_WHAT IS NEEDED_
Transcribe all the entries word for word, skipping the pictures.

_EXERCISE INPUTS_
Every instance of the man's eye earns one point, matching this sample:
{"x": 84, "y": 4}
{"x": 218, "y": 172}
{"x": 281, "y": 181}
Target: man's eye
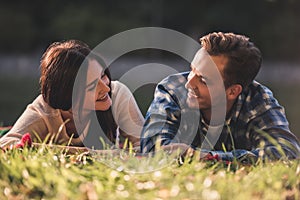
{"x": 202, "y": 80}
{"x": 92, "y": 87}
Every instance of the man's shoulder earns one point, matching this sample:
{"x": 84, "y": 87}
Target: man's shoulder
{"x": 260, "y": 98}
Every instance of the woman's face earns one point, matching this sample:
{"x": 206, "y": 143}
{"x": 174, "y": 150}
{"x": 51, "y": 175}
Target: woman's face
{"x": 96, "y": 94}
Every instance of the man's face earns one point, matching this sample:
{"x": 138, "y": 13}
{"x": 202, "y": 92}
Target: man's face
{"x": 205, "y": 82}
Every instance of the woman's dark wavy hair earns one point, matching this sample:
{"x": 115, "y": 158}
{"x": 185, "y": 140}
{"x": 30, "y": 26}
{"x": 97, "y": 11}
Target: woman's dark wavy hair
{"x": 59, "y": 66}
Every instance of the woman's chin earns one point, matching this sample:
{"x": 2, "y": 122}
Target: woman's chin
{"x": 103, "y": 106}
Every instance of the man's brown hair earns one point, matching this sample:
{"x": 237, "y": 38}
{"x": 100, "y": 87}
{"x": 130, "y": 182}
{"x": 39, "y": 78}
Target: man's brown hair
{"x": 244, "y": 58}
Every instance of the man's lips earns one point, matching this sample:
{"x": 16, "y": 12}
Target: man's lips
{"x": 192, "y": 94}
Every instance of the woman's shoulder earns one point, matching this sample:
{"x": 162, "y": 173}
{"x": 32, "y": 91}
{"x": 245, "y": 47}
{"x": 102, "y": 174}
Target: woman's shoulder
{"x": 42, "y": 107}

_TASK RESULT_
Every instance of the man's eye earns one point, matching this sample:
{"x": 84, "y": 4}
{"x": 218, "y": 172}
{"x": 281, "y": 181}
Target: man's eye
{"x": 202, "y": 80}
{"x": 92, "y": 87}
Every instance of the man's shoulder earns one point, matching this sample:
{"x": 84, "y": 87}
Target: man's shoulder
{"x": 260, "y": 98}
Every instance of the woman's face earns one point, matching this sample:
{"x": 206, "y": 143}
{"x": 174, "y": 150}
{"x": 51, "y": 175}
Target: woman's face
{"x": 96, "y": 94}
Every instance of the man's face earns one point, matching this sample:
{"x": 138, "y": 13}
{"x": 202, "y": 92}
Target: man's face
{"x": 205, "y": 82}
Every instance of the woman's dark wavy hair earns one point, matching this sample:
{"x": 115, "y": 158}
{"x": 185, "y": 140}
{"x": 30, "y": 26}
{"x": 97, "y": 11}
Target: woman's dark wavy hair
{"x": 59, "y": 66}
Every instance of the woman's chin earns one point, matching this sample:
{"x": 2, "y": 122}
Target: woman's chin
{"x": 103, "y": 106}
Every instance of the man's brown hair earns one point, matching this sample:
{"x": 237, "y": 38}
{"x": 100, "y": 87}
{"x": 130, "y": 182}
{"x": 39, "y": 78}
Target: man's brown hair
{"x": 244, "y": 58}
Every instance of the man's lips earns one point, matching this sample:
{"x": 16, "y": 12}
Target: man's lips
{"x": 192, "y": 94}
Every instance of the woman's shoulder earns one point, matching this sample:
{"x": 162, "y": 173}
{"x": 32, "y": 91}
{"x": 245, "y": 47}
{"x": 102, "y": 174}
Target: woman's shoulder
{"x": 42, "y": 107}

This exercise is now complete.